TO DO:
- A) Reproduce the stretch of the tomogram segmentation text from "Apply to Tomograms" through "view the segmentation." word for word.
- B) In the tomogram segmentation text, which processor is used to unbin the segmentation?

STUDY TEXT:
======

If you are satisfied with the result, go to the next step to segment the whole tomogram.

Apply to Tomograms

Finally, open Apply the neural network panel. Choose the tomogram you used to generate the boxes in the tomograms box, choose the saved neural network file (not the "trainout_" file, which is only used for visualization), and set the output filename. You can change the number of threads to use by adjusting the thread option. Keep in mind that using more threads will consume more memory as the tomogram slices are read in at the same time. When this process finishes, you can open the output file in your favourite visualization software to view the segmentation.

Segmentation Result

To segment another different feature, just repeat the process using a different training set. Make sure to use different file names. To segment the same feature on other similar tomograms, import those tomograms in the same way, skip the boxing and training process, and simply apply the saved neural network on the imported tomogram.

Tips in selecting training samples

Annotate samples correctly, as a bad segmentation in the training set can damage the overall performance. In the microtubule case, if you annotate the spacing between microtubules, instead of the microtubules themselves (it is actually quite easy to make such mistake when annotating microtubule bundles), the neural network can behave unpredictably and sometimes just refuse to segment anything. Here is the training result on an incorrect and correct segmentation in one training set. Note the top one (22) is annotating the space between microtubles.

Good vs bad segments

Make sure there are no positive samples in the negative training set. If your target feature is everywhere and it is hard to box negative regions, you can use some more positive samples that contains various other features beside the target feature.
You can bin your tomogram differently to segment different features. Just import multiple copies of raw tomogram with different shrink factor, and unbin the segmentation using math.fft.resample processor. It is particularly useful when you have feature of various scale in one tomogram, and cannot have the large ones fit into the 64*64 box and small ones visible at the same scale.

======

MATERIAL SUPPLIED:
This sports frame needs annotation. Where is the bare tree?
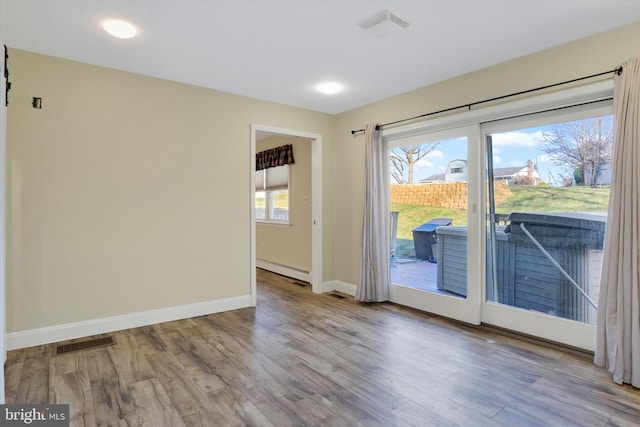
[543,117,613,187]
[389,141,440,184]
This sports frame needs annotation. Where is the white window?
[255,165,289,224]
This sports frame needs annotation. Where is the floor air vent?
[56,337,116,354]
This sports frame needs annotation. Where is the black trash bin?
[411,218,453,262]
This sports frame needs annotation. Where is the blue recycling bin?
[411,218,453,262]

======

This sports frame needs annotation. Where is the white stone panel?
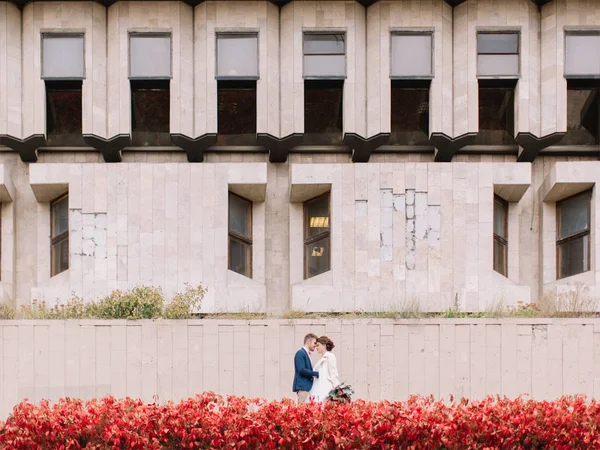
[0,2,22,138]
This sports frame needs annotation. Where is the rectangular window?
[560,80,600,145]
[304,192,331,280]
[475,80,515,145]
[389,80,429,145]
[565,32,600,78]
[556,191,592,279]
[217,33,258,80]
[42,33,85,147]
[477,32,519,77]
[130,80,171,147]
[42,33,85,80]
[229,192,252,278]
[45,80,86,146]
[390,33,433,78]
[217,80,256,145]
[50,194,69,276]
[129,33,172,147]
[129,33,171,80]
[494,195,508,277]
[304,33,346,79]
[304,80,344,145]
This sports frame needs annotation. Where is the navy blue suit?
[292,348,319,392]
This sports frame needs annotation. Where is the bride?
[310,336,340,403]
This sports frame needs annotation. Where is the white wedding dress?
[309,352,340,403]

======

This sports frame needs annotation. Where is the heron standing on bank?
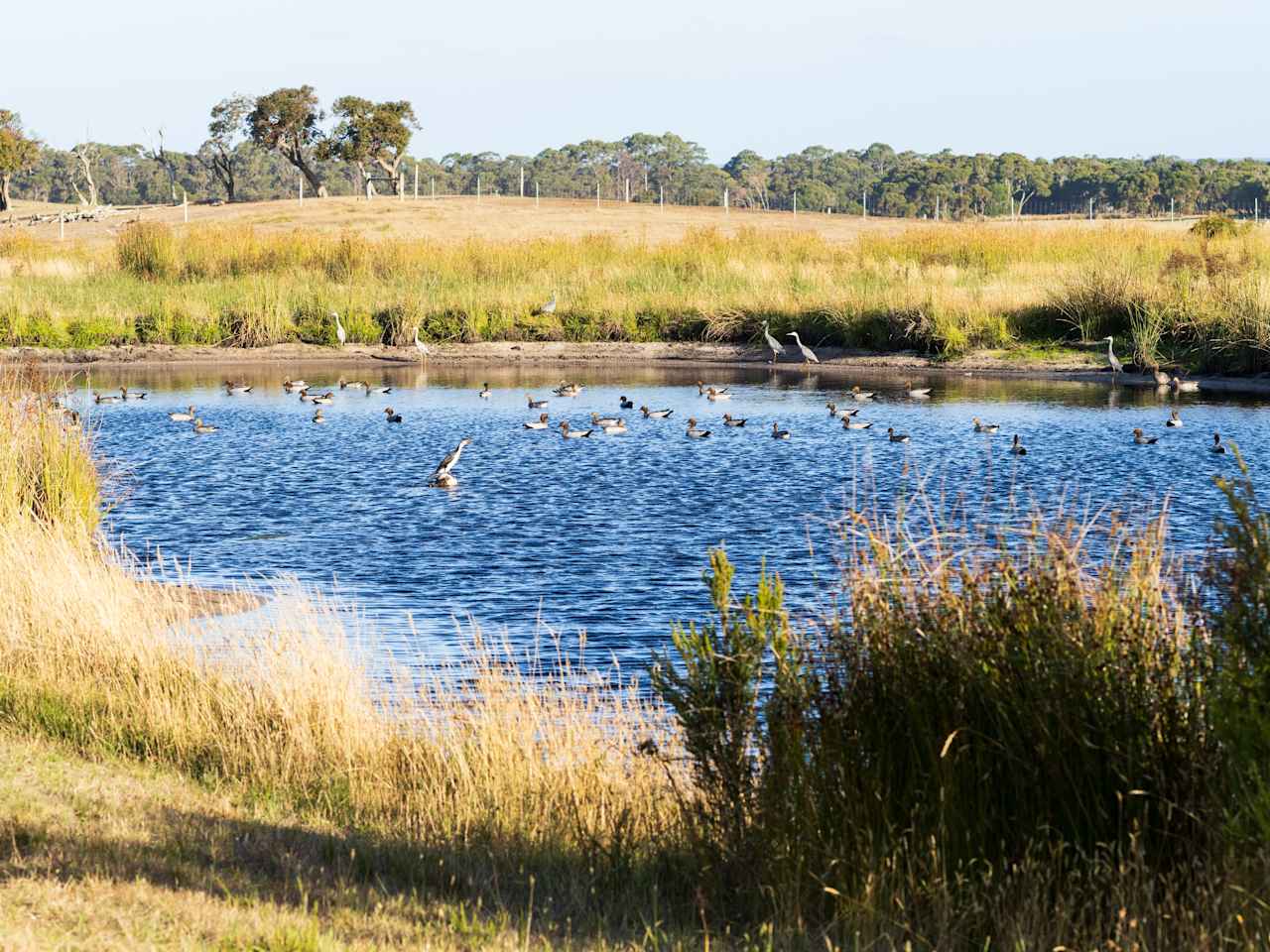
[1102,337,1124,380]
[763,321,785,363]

======

TASK SOLUTIONS:
- A)
Apply to Tomograms

Finally, open Apply the neural network panel. Choose the tomogram you used to generate the boxes in the tomograms box, choose the saved neural network file (not the "trainout_" file, which is only used for visualization), and set the output filename. You can change the number of threads to use by adjusting the thread option. Keep in mind that using more threads will consume more memory as the tomogram slices are read in at the same time. When this process finishes, you can open the output file in your favourite visualization software to view the segmentation.

- B) The math.fft.resample processor.